Point annotation records

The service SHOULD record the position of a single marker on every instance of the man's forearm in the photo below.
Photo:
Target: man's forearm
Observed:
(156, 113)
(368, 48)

# What this task involves
Can you rewrite the records above as a two-column CSV with the columns input and output, one row per record, putting each value in a single quoted field with its line breaks replaced by spaces?

# Result below
input,output
"The service SHOULD record the position of a single marker on every instance of the man's forearm in the photo below. Photo: Target: man's forearm Observed:","(156, 113) (368, 48)"